Task directions:
Please count the lines in the entries below that contain the word "bench" and reply with that number only.

Data for this task:
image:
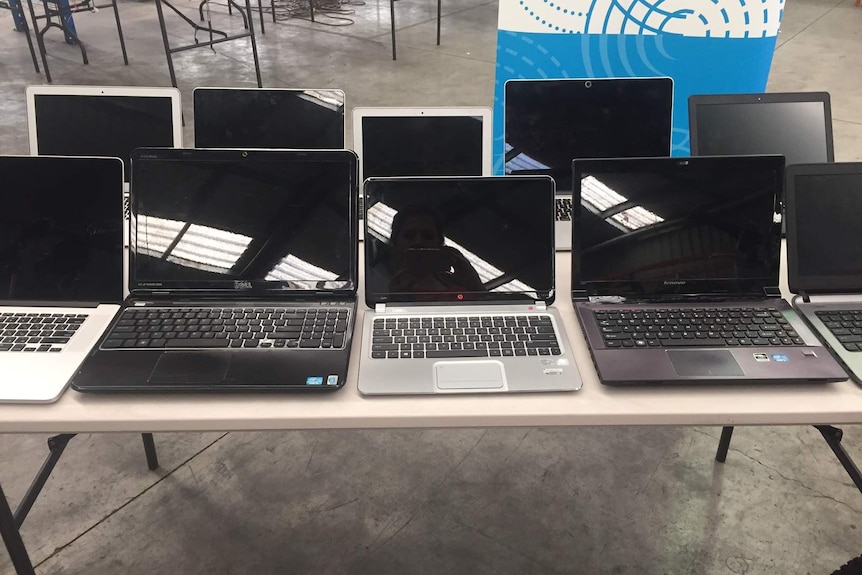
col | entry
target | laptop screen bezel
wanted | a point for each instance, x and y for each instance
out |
(447, 298)
(822, 284)
(227, 287)
(693, 288)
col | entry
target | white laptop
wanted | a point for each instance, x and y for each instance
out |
(422, 142)
(549, 123)
(61, 268)
(459, 273)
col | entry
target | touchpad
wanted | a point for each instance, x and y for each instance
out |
(194, 367)
(698, 362)
(468, 374)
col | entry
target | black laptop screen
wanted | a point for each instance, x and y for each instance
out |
(422, 146)
(113, 126)
(678, 226)
(444, 239)
(61, 229)
(550, 122)
(230, 118)
(244, 221)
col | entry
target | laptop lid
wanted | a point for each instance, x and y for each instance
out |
(479, 239)
(257, 223)
(665, 228)
(102, 120)
(550, 122)
(269, 118)
(61, 230)
(797, 125)
(423, 141)
(824, 205)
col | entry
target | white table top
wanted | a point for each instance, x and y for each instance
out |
(594, 404)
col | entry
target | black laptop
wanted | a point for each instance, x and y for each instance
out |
(243, 274)
(675, 267)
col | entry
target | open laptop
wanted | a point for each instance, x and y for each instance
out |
(460, 275)
(825, 256)
(243, 274)
(269, 118)
(103, 121)
(550, 122)
(675, 273)
(61, 268)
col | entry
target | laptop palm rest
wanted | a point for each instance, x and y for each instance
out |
(699, 363)
(468, 375)
(193, 367)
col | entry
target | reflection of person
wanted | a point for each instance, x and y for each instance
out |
(420, 260)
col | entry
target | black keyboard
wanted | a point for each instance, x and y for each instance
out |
(38, 331)
(463, 336)
(845, 325)
(563, 209)
(204, 327)
(696, 327)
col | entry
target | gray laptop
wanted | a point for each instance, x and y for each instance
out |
(825, 255)
(459, 273)
(61, 268)
(675, 273)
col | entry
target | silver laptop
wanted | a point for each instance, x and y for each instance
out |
(824, 254)
(61, 268)
(548, 123)
(459, 273)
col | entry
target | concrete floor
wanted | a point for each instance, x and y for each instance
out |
(538, 500)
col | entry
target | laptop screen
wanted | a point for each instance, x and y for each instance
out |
(61, 229)
(256, 221)
(799, 126)
(687, 226)
(104, 125)
(550, 122)
(824, 250)
(268, 118)
(459, 239)
(427, 145)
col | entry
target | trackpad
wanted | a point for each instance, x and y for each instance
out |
(194, 367)
(468, 374)
(710, 363)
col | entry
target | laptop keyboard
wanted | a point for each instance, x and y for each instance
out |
(205, 327)
(696, 327)
(563, 209)
(845, 325)
(463, 336)
(45, 332)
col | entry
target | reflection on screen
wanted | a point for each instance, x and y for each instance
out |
(255, 118)
(658, 227)
(548, 123)
(471, 237)
(421, 146)
(797, 130)
(61, 230)
(246, 223)
(829, 209)
(112, 126)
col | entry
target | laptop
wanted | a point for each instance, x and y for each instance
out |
(61, 268)
(824, 255)
(675, 273)
(459, 273)
(243, 274)
(269, 118)
(103, 121)
(547, 123)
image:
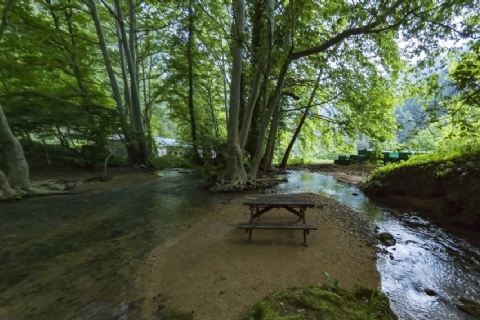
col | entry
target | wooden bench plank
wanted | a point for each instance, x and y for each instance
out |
(297, 226)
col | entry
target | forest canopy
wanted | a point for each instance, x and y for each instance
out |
(242, 82)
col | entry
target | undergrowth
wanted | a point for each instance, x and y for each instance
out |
(439, 166)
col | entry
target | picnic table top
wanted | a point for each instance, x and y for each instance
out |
(280, 201)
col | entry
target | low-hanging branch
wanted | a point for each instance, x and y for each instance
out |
(291, 95)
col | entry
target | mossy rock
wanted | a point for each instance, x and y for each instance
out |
(323, 302)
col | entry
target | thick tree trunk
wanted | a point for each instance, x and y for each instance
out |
(274, 101)
(139, 131)
(111, 75)
(283, 164)
(261, 69)
(193, 125)
(235, 171)
(123, 65)
(267, 159)
(17, 167)
(7, 191)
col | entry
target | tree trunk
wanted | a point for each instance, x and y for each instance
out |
(7, 191)
(274, 101)
(3, 23)
(193, 126)
(123, 65)
(111, 75)
(235, 171)
(266, 163)
(139, 131)
(260, 70)
(17, 167)
(283, 165)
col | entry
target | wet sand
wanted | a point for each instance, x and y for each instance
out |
(213, 271)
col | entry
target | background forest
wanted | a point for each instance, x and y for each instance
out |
(244, 85)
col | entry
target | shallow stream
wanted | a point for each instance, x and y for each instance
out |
(75, 257)
(424, 258)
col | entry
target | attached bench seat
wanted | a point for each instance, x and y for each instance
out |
(297, 226)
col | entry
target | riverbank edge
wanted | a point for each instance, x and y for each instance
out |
(353, 224)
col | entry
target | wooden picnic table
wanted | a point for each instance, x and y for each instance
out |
(296, 205)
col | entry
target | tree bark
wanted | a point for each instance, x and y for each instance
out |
(286, 155)
(235, 171)
(3, 22)
(266, 163)
(17, 166)
(133, 152)
(274, 101)
(260, 70)
(123, 65)
(7, 191)
(139, 131)
(193, 125)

Solved problem:
2